↓↓↓

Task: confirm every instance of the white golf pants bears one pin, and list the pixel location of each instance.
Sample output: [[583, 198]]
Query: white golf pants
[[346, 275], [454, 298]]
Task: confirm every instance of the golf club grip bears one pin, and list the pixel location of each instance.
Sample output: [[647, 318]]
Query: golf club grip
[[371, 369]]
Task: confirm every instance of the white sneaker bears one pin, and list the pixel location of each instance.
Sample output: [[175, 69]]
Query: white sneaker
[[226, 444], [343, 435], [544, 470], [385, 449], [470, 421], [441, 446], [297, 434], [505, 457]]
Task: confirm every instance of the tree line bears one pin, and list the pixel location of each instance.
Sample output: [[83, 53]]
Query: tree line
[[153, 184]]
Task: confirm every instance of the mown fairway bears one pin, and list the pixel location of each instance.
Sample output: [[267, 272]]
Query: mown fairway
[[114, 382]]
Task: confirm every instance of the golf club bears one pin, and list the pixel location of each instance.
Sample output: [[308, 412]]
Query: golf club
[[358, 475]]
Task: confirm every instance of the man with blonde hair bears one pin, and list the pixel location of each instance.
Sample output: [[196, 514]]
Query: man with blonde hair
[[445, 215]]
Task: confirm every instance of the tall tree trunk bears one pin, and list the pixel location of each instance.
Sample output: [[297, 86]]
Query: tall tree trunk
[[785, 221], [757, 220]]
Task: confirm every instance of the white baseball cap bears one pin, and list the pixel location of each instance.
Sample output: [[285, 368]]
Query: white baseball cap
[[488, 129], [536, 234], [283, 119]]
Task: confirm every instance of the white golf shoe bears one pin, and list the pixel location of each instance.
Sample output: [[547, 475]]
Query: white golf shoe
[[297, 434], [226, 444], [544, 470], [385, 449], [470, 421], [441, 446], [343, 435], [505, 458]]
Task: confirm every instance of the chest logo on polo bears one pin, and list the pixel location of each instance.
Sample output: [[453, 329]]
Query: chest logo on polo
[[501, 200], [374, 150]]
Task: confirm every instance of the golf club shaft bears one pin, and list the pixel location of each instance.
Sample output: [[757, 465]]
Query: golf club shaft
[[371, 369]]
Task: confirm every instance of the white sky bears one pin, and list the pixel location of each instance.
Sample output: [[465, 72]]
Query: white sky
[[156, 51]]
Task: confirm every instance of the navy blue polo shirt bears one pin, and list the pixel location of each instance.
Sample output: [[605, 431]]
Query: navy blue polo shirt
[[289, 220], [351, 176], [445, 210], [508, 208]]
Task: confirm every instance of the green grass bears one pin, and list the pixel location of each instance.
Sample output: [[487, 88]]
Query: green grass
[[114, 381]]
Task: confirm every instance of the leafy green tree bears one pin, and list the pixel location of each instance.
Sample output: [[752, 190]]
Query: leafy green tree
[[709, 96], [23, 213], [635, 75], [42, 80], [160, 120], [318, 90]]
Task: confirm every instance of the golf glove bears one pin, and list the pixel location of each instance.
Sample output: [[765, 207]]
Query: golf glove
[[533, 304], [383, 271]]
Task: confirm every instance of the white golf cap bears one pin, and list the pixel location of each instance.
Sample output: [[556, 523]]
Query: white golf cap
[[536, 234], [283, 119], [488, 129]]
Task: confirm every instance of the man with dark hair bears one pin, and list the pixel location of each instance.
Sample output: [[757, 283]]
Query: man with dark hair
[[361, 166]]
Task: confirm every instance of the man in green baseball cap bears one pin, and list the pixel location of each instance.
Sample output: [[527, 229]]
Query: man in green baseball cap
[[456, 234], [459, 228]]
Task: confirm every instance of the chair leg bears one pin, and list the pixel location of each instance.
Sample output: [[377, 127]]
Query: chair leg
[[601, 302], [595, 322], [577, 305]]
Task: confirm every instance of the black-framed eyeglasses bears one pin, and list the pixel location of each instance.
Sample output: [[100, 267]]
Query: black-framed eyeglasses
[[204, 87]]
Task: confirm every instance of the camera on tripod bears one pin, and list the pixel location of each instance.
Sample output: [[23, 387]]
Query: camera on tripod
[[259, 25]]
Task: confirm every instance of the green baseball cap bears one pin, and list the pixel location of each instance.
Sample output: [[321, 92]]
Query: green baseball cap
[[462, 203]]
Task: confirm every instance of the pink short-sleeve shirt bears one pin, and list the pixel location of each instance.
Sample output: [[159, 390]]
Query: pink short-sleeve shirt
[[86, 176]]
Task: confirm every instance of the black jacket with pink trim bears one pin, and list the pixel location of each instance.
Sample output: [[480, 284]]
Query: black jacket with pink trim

↑↑↑

- _REQUIRED TASK_
Switch "pixel location" to "pixel coordinate" in the records from the line with "Task: confirm every instance of the green grass" up to and including the line with "[[601, 302], [595, 322], [577, 305]]", and give only those lines, with everything else left unchanged.

- _ANSWER TO THIS TASK_
Task: confirm every instance of the green grass bears one pin, and list the pixel coordinate of each instance.
Sample output: [[487, 88]]
Query: green grass
[[114, 381]]
Task: confirm every instance of the leafy green tree bears one pin, and list the pixel coordinate of each instance.
Sample output: [[752, 190]]
Query: leafy green tree
[[709, 96], [23, 213], [635, 75], [42, 80], [160, 120], [318, 90]]
Task: confirm every instance of the golf glove bears one pin, and list the pixel coordinate of each instance.
Sample output: [[765, 207]]
Query: golf glove
[[533, 304], [383, 271]]
Task: confirm every instance of the white golf cap bears one pin, and list the pixel coordinate of each instance.
Sample output: [[556, 523]]
Query: white golf cap
[[536, 234], [283, 119], [488, 129]]
Task: confirm every instance of the man with dark hair bears one pin, and list the pixel coordinate of each instance.
Sample output: [[757, 283]]
Query: man with dark hair
[[361, 166]]
Task: confirm every instance of the man in green baseball cap bears one pin, and list the pixel coordinate of each instance.
Sample output: [[527, 229]]
Query: man in green baseball cap
[[456, 234], [459, 228]]
Task: confirm every instance of the chair leg bears one pin, and list the pixel coordinate of each instance.
Sample output: [[377, 127]]
Query: chair leg
[[601, 302], [595, 322], [577, 305]]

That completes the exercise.